▶ [DIRECTIONS] Could you copy the material below line for line, changing nothing?

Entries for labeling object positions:
==*==

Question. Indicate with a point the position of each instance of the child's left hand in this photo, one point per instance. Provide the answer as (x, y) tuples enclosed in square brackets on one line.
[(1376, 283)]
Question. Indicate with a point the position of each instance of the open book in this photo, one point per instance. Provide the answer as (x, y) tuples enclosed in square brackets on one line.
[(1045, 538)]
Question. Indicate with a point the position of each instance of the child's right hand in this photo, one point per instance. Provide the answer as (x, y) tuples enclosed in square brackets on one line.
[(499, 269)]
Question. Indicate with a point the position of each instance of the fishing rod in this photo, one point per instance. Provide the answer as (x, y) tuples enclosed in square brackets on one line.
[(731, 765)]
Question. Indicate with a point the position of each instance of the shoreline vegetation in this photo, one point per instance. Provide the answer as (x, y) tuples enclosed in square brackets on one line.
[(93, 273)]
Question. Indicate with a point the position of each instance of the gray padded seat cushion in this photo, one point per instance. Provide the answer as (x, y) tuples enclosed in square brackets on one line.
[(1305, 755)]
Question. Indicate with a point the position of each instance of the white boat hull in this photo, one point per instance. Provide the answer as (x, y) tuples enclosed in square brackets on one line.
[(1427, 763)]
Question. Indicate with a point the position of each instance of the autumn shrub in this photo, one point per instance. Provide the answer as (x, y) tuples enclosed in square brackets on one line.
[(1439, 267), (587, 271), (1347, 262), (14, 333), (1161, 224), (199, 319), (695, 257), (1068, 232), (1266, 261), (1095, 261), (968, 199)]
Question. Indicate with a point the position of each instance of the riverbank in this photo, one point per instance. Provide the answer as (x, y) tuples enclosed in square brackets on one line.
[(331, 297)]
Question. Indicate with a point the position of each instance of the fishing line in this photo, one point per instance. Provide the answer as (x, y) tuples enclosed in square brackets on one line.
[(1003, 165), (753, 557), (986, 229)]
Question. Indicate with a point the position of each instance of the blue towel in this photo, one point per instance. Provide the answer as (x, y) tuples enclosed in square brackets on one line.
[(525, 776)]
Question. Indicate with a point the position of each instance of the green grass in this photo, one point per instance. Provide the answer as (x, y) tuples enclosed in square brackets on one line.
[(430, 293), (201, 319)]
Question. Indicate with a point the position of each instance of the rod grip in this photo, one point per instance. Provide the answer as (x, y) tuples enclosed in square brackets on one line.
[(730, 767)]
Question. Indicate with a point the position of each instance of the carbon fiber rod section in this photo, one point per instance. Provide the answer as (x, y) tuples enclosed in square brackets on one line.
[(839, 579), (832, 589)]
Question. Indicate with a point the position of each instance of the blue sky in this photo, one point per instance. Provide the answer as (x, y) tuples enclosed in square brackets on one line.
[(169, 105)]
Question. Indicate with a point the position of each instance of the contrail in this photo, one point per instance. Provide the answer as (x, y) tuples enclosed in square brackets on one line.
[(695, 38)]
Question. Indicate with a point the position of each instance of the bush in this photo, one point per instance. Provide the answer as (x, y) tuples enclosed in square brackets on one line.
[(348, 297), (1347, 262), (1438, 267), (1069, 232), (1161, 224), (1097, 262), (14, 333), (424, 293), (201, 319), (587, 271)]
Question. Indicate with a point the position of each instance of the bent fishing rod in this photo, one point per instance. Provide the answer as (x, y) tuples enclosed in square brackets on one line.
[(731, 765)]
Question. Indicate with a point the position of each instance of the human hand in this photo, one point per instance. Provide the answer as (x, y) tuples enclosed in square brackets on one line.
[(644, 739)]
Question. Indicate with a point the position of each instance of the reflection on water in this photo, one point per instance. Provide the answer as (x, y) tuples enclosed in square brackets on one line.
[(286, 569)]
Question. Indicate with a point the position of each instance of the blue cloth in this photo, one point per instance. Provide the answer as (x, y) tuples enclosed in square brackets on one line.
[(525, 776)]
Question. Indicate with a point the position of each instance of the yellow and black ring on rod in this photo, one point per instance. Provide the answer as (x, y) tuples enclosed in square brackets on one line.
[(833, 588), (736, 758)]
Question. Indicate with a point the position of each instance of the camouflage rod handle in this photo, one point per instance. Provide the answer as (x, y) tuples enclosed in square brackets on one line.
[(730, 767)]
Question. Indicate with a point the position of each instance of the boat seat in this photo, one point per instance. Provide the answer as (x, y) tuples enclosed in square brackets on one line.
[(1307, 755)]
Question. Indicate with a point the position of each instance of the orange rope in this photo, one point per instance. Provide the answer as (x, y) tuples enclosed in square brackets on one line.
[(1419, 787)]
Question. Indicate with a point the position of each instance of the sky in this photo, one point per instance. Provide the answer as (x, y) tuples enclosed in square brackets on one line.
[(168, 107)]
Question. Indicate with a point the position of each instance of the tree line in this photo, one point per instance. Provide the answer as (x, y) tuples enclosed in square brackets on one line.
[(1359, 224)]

==*==

▶ [SOLUTION FOR THIS EXERCISE]
Question. Indicate with a point the position of each instance of the child's left hand in this photo, one point per instance. Provide the answer as (x, y) tuples enclosed in square brackets on one line.
[(1376, 283)]
Question. Indicate with a point the position of each instance of the open book in this photo, one point per instance. Provide the answer as (x, y) tuples enclosed in square brackets on one line.
[(1045, 538)]
Question. Indicate with a point the position of each instance of the child's right hand in this photo, one point per instance. Provide the answer as (x, y) tuples enclosed in square brackets on one line.
[(499, 269)]
Question. Indicate with a point the position of each instance of the fishing rod in this photo, one point per instance. Provide the answer as (x, y) tuples enclosed in square brackets on one line.
[(731, 765)]
Question. Indicate with a point the position of each instance of the shoreline vegetation in this photo, one point per instance. Provide the answer as (x, y) tuples enclosed in square brackets on one line.
[(93, 273)]
Question. Indicate with a point the position of each instance of the gray padded seat cushion in this photo, one point per instance. Provide the answer as (x, y) tuples enclosed in square brackets on one line.
[(1305, 755)]
Question. Indicate with a point the position of each instance of the white boat hull in this photo, one point per instance. Provide the answer as (x, y) tuples enclosed in square brackets on one line.
[(1427, 763)]
Question. Indicate with a point the position of each instance of the autumn shrub in this photo, one point per instance. Provide the answer as (x, y) tuples enclosed in square brackets on one line.
[(1439, 267), (587, 271), (1347, 262), (14, 333), (1161, 224), (199, 319), (695, 257), (1068, 232), (1266, 261), (1095, 261), (968, 199)]
Question. Indicate with a point the position of each instance of the riverbank in this photo, one point per instance. Provide the answer as (x, y) tuples enclosed in square brackets on one line.
[(331, 297)]
Question. Indicate with a point the position of each instance of the fishing line in this photo, one point per instance. Provide the answer as (x, y) tuples enclosed in square brackets on one line.
[(1003, 165), (753, 557), (986, 229)]
Question. Indicate with a point the position of each instance of the blue towel in this photo, one point per instance. Provide the answer as (x, y) tuples enclosed in square brackets on one line.
[(525, 776)]
Question. Indicate with a point the position of each instance of the green grass in this photo, one point per instance. Provide the answer as (x, y) tuples enclosed in square brackets on one line.
[(430, 293), (201, 319)]
Question. Indicate with a point the position of each instance of the rod grip in this photo, one point per instance. Provide the answer as (x, y) tuples enclosed in square brackets on one line.
[(730, 767)]
Question. Indicate with a point the position of each instance of the carbon fiber rod section in this photo, one point per instance. Provide the answer as (x, y) tuples enclosed in square brackets on one line.
[(839, 579), (832, 589)]
Question. Indicate with a point the position of each instance of the blue sky in this photo, one point per instance. Provide the answer as (x, y) tuples enclosed in square brackets on one line.
[(169, 105)]
Question. Indicate with a point the position of each instance of the contrail in this photo, one point per instance. Provide the answer as (x, y) tuples enclosed in square brackets on one line.
[(695, 38)]
Question. Indicate with a point the position of each instance of the bush in this photo, one point per instance. Provide the answer as (x, y) tuples enclosed in square brackets on one line.
[(348, 297), (1347, 262), (1438, 267), (1069, 232), (1161, 224), (1097, 262), (14, 333), (424, 293), (201, 319), (587, 271)]
Question. Indicate with a point the position of each instance of the bent fishing rod in this photo, one point per instance. Provide the answer as (x, y) tuples enclosed in square brackets on one line.
[(731, 765)]
Question. Indicate with a point the position of each instance of the human hand in this photo, one point per instance. Provide the answer as (x, y) tuples enclosed in square brackets on one line.
[(644, 739)]
Question. Indicate with a point the position of each instance of the reflection on water in this photo, one point per instance. Provide the answer as (x, y) tuples enclosed in square brackets on one line.
[(286, 569)]
Question. Indicate with a point the position of each instance of the blue cloth in this photo, one point per instance. Provide the answer as (x, y) tuples enclosed in square brackets on one line.
[(525, 776)]
Question. Indicate with a point the position of each instance of the yellow and black ring on rod in this photo, one point per instance. Provide the answer as (x, y) tuples enclosed in square brackets on one line.
[(833, 588), (736, 758)]
Question. Indicate with a point the position of each instance of the camouflage rod handle in this photo, one point per instance. Provide the answer as (x, y) tuples enclosed in square brackets on one line.
[(730, 767)]
Question. Indicate with a point the position of each instance of the boat seat in this photo, one point per instance. Provide the answer as (x, y) tuples enclosed in square brackets on one line.
[(1307, 755)]
Question. Indicate with a point the position of each instance of the orange rope in this photo, one point per instance. Provide the answer as (x, y) tuples enclosed in square brackets on one line.
[(1419, 787)]
Question. Indicate with a point the position of each instance of the sky in this photo, one point per instance. Provide the answer as (x, y) tuples enclosed in square brackets on one line.
[(168, 107)]
Question. Indicate with a point the position of each instance of the tree line in this photo, one point per instance. Provide the answer as (x, y) tuples enclosed in square brackets on one line.
[(1359, 224)]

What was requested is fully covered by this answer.